== RECORDS SHOWN ==
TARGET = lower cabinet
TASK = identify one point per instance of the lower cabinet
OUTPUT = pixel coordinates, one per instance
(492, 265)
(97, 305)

== WHAT THE TASK ASKS ==
The full listing above is to be retyped exactly.

== YOUR RESPONSE ==
TARGET = lower cabinet
TASK = identify one point per instance of the lower cabinet
OUTPUT = pixel coordinates, one per instance
(492, 265)
(97, 305)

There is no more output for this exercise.